begin Provided text
0

I am using FUTURE in scala on play framework. But I have difficulty to get part of the final result in case of timeout when merging multiple futures. Here is what my code does. It has two future to query two providers respectively. And then use a for/yield statement to merge the results. And then await for the result with a time out value. It works fine when two providers reply to the query on time. However, if just one provider reply on time, I know the await will timeout but in this case I still need to retrieve the data returned from the other provider which replied on time. How do I do that? 

val pool = Executors.newCachedThreadPool()
implicit val ec = ExecutionContext.fromExecutorService(pool)

var future1 = Future(QueryProvider(provider1, request1))  
var future2 = Future(QueryProvider(provider2, request2))  

val future = for {
    result1 <- future1
    result2 <- future2
 } yield (Merge(result1, result2))

 val duration = Duration(60000, MILLISECONDS)

 try{
     result = Await.result(future, duration).asInstanceOf[string]       
 }

catch{
    case _: Exception => println("time out...") 
    //Here how can I retrieve provider1's result if only provider2 timeout???***
 }
le-doude
  • 3,345
  • 2
  • 25
  • 55
user2512057
  • 51
  • 1
  • 1
  • 7
  • What about using Future.recover() to return an empty "mergeable" result on timeout? http://www.scala-lang.org/api/current/index.html#scala.concurrent.Future – le-doude Dec 27 '13 at 07:56
  • You can nearly always avoid using Await - treat the use of Await as a code smell. – Christopher Hunt Dec 27 '13 at 20:11

1 Answers1

4

You could use after from akka instead of blocking Await.result:

val timeout =
  akka.pattern.after(FiniteDuration(60000, MILLISECONDS), using = system.scheduler){
    Future.successful(None)
  }

val resFuture = for {
    result1 <- Future firstCompletedOf Seq(future1.map{Some(_)}, timeout)
    result2 <- Future firstCompletedOf Seq(future2.map{Some(_)}, timeout)
end Provided text
begin Provided material
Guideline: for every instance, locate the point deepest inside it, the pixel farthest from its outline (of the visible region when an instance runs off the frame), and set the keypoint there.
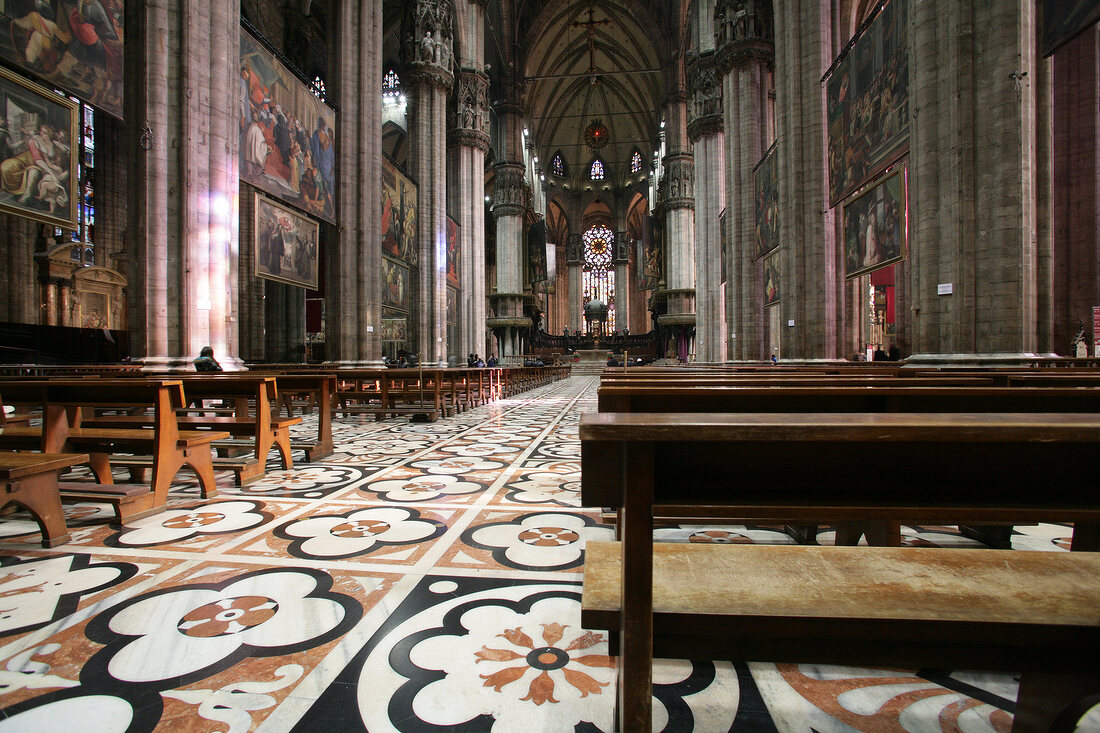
end Provided material
[Task prompt]:
Reproduce word for word the passage of the Scala futures thread that begins with "var future2 = Future(QueryProvider(provider2, request2))" and ends with "duration = Duration(60000, MILLISECONDS)". Work only from the Scala futures thread and nothing else.

[Result of this exercise]:
var future2 = Future(QueryProvider(provider2, request2))  

val future = for {
    result1 <- future1
    result2 <- future2
 } yield (Merge(result1, result2))

 val duration = Duration(60000, MILLISECONDS)